Página |
»»
En este instante, donde la lluvia golpea con fuerza y la melodía del Canon de Pachelbel traza su ciclo infinito, me detengo. No por cansancio, sino por plenitud.
El humo del puro se disuelve en el aire, como los días que han pasado, como las risas que han resonado y las lágrimas que han caído. Todo ha tenido su lugar. Todo ha valido la pena.
He caminado junto a quienes la vida me ha regalado, en la dicha y en la tormenta, en los abrazos que sostienen y en las despedidas que desgarran. Cada uno ha sido parte de este sendero, dejando su huella en mi historia.
A quienes reímos juntos hasta que nos faltó el aliento, gracias. A quienes compartieron su llanto sin vergüenza, gracias. A quienes se quedaron, gracias. A quienes se fueron y dejaron un eco imborrable, gracias.
Hoy no hay nostalgia, solo gratitud. No hay peso, solo certeza. Lo hecho y lo por hacer se entrelazan sin prisa, sin miedo, con la convicción de que cada paso ha tenido su sentido.
Porque si algo he aprendido es que la vida es el equilibrio perfecto entre lo que sostenemos y lo que soltamos, entre el peso que nos forja y la brisa que nos impulsa.
Y en este instante, entre la lluvia, la música y la pausa del mundo, soy todo lo que fui, lo que soy y lo que seré.
Porque cada despedida construyó mi camino. Porque cada abrazo me sostuvo. Porque cada historia, en su luz y en su sombra, ha sido un privilegio compartirla.
Hay adioses que pesan como piedras, que se clavan en el pecho y laten como un eco de lo que ya no será. Se van con la sombra de lo que fuimos, con promesas que nunca encontraron su puerto, con palabras que murieron en los labios antes de hacerse verdad.
Pero hay otros adioses que liberan, que son aire después de la tormenta, la puerta que se abre hacia el vacío y nos deja, por fin, respirar. Se llevan el peso de lo que ya no encajaba, de lo que fue demasiado tiempo una cárcel, de lo que insistimos en retener cuando ya solo era ruina disfrazada de refugio.
Dolor y alivio caminan juntos, como dos sombras que se miran desde lados opuestos del mismo abismo. Porque un adiós es siempre un quiebre, pero a veces, en la grieta, es donde entra la luz.
««
Tarea planteada 1 | Reescribe el fragmento del texto sobre la gratitud y las despedidas que comienza en "Porque si algo" y continúa hasta "de hacerse verdad.", sustituyendo "equilibrio" por "balance".

Materiales proporcionados |
»»
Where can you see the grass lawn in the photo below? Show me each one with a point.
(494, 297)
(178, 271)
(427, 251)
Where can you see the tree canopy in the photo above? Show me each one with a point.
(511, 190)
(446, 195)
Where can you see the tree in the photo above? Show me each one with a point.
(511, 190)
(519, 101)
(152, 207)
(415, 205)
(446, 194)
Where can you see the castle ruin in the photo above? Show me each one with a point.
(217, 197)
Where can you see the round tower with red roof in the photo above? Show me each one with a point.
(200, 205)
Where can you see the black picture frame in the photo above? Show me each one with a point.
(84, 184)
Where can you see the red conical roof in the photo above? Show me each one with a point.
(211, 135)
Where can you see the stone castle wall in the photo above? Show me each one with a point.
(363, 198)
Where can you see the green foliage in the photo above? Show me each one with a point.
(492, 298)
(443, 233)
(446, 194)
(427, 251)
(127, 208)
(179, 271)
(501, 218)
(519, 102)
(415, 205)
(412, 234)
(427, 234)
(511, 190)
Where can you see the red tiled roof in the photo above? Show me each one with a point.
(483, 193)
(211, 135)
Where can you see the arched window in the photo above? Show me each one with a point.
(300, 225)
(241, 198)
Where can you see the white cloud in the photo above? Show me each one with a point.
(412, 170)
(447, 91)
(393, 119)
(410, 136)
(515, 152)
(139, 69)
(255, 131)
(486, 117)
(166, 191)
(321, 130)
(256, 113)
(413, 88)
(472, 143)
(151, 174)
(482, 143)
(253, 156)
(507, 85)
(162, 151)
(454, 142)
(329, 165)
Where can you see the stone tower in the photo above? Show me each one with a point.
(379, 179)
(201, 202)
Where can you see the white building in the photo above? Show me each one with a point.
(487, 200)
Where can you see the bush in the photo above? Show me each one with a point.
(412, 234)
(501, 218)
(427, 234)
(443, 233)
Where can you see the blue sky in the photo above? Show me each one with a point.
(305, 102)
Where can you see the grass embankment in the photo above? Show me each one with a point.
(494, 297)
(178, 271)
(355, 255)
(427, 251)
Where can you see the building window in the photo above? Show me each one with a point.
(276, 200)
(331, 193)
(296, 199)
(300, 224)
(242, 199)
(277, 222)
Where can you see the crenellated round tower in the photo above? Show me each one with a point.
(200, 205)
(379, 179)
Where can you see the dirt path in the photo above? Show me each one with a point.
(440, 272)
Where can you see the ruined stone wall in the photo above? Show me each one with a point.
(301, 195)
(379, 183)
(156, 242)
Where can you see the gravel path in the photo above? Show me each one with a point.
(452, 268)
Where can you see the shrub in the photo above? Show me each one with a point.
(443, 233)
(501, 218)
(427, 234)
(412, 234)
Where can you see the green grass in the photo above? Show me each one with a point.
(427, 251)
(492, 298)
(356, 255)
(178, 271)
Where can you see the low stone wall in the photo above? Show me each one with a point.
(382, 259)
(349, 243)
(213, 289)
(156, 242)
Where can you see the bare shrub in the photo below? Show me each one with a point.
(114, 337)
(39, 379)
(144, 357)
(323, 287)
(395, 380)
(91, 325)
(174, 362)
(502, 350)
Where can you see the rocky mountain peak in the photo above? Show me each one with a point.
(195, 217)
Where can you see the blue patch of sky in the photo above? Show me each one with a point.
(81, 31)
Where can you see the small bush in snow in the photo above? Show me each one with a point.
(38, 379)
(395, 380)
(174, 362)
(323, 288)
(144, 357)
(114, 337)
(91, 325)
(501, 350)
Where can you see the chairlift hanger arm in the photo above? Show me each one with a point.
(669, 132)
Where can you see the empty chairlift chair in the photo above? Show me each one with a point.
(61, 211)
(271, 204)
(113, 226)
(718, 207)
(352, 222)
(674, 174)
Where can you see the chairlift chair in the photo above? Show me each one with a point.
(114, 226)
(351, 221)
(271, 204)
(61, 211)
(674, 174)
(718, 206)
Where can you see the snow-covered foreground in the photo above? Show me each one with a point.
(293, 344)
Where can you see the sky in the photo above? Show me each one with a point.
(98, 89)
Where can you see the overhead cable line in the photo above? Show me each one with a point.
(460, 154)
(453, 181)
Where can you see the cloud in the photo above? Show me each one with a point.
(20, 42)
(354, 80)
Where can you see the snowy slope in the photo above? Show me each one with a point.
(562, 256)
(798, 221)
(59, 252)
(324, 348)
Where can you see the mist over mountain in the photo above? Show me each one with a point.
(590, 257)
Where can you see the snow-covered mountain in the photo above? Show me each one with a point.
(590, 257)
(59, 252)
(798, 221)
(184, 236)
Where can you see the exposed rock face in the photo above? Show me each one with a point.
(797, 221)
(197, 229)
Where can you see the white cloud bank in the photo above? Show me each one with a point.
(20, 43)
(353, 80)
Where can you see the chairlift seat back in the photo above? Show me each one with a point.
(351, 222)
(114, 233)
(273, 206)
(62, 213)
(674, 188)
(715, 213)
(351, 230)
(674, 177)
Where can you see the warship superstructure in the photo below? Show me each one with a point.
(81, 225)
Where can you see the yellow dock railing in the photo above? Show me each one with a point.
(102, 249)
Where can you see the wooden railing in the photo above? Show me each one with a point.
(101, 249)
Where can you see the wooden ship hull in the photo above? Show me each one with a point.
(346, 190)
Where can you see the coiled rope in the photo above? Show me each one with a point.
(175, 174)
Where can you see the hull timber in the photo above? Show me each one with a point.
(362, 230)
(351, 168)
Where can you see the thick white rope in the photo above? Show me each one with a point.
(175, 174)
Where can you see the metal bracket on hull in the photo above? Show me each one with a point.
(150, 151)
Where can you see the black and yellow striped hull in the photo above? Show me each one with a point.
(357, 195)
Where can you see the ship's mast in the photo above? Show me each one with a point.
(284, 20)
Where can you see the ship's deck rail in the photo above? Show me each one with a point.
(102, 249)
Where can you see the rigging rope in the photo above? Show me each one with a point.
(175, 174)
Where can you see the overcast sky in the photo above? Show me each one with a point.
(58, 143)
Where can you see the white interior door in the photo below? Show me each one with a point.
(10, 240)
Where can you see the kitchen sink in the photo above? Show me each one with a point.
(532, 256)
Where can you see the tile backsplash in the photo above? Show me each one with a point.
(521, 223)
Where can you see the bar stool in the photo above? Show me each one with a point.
««
Tarea planteada 2 | Duplica sin modificaciones las líneas del listado que comienzan en la línea que contiene "Where can you see the overcast" y continúan hasta la última línea del listado, ambas incluidas.

Resultado correcto 1 |
Porque si algo he aprendido es que la vida es el balance perfecto entre lo que sostenemos y lo que soltamos, entre el peso que nos forja y la brisa que nos impulsa.
Y en este instante, entre la lluvia, la música y la pausa del mundo, soy todo lo que fui, lo que soy y lo que seré.
Porque cada despedida construyó mi camino. Porque cada abrazo me sostuvo. Porque cada historia, en su luz y en su sombra, ha sido un privilegio compartirla.
Hay adioses que pesan como piedras, que se clavan en el pecho y laten como un eco de lo que ya no será. Se van con la sombra de lo que fuimos, con promesas que nunca encontraron su puerto, con palabras que murieron en los labios antes de hacerse verdad.

Resultado correcto 2 |
Where can you see the overcast sky in the photo above? Show me each one with a point.
(58, 143)
Where can you see the white interior door in the photo below? Show me each one with a point.
(10, 240)
Where can you see the kitchen sink in the photo above? Show me each one with a point.
(532, 256)
Where can you see the tile backsplash in the photo above? Show me each one with a point.
(521, 223)
Where can you see the bar stool in the photo above? Show me each one with a point.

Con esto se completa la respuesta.